Excerpts of location labeling data:

——

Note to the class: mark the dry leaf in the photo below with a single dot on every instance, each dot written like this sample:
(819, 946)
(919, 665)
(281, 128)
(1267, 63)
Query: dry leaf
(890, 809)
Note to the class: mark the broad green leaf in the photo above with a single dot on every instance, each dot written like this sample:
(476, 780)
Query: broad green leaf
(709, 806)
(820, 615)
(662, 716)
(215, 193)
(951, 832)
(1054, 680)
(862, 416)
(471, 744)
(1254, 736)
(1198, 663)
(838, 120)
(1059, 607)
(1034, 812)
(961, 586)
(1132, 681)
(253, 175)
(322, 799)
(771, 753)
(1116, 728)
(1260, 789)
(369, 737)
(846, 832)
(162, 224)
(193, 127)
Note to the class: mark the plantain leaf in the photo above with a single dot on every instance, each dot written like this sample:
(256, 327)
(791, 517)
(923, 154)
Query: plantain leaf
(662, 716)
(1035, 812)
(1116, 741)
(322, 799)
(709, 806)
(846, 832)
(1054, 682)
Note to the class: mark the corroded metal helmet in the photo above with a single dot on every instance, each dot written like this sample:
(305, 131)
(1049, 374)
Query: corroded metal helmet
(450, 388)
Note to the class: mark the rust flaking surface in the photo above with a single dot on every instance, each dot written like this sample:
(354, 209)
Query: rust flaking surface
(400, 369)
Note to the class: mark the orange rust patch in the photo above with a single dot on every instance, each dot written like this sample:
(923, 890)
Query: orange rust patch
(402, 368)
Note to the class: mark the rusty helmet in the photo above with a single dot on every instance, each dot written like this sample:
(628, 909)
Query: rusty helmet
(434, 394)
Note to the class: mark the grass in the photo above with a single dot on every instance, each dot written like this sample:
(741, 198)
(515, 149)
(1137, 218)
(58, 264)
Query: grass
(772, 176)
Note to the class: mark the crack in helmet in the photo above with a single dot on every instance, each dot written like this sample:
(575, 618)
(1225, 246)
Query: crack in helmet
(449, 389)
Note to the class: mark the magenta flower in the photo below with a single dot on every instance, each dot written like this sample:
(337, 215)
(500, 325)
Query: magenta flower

——

## Short exercise
Copy the lines above word for word, everything from the line containing "Note to the class: mark the magenta" down to the last line.

## Solved problem
Note to the class: mark the magenta flower in the photo below with a single dot on every instance, each dot written like this sample:
(337, 215)
(500, 325)
Query: magenta flower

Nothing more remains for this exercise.